UNITED STATES
SECURITIES AND EXCHANGE COMMISSION

WASHINGTON, D.C. 20549

 

FORM 8-K

 

CURRENT REPORT
PURSUANT TO SECTION 13 OR 15(d) OF THE
SECURITIES EXCHANGE ACT OF 1934

 

Date of report (Date of earliest event reported): April 18, 2020

 

Northwest Biotherapeutics, Inc.

(Exact name of registrant as specified in its charter)

 

Delaware   0-35737   94-3306718
(State or other jurisdiction   (Commission   (IRS Employer
of incorporation)   File Number)   Identification No.)

 

4800 Montgomery Lane, Suite 800

Bethesda, Maryland 20814

(Address of Principal Executive Offices)

 

(240) 497-9024

(Registrant’s telephone number, including area code)

 

(Former Name or Former Address, if Changed Since Last Report)

=======

Problem requirements:
Answer these questions about the Form 8-K cover page above:
(a) What date is given as the date of the earliest event reported?
(b) In which city and state are the registrant's principal executive offices?
(c) What is the registrant's telephone number?

Recorded information:

=======

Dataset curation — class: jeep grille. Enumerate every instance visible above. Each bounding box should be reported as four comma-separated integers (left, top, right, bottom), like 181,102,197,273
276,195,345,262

=======

Reply:
(a) April 18, 2020
(b) Bethesda, Maryland
(c) (240) 497-9024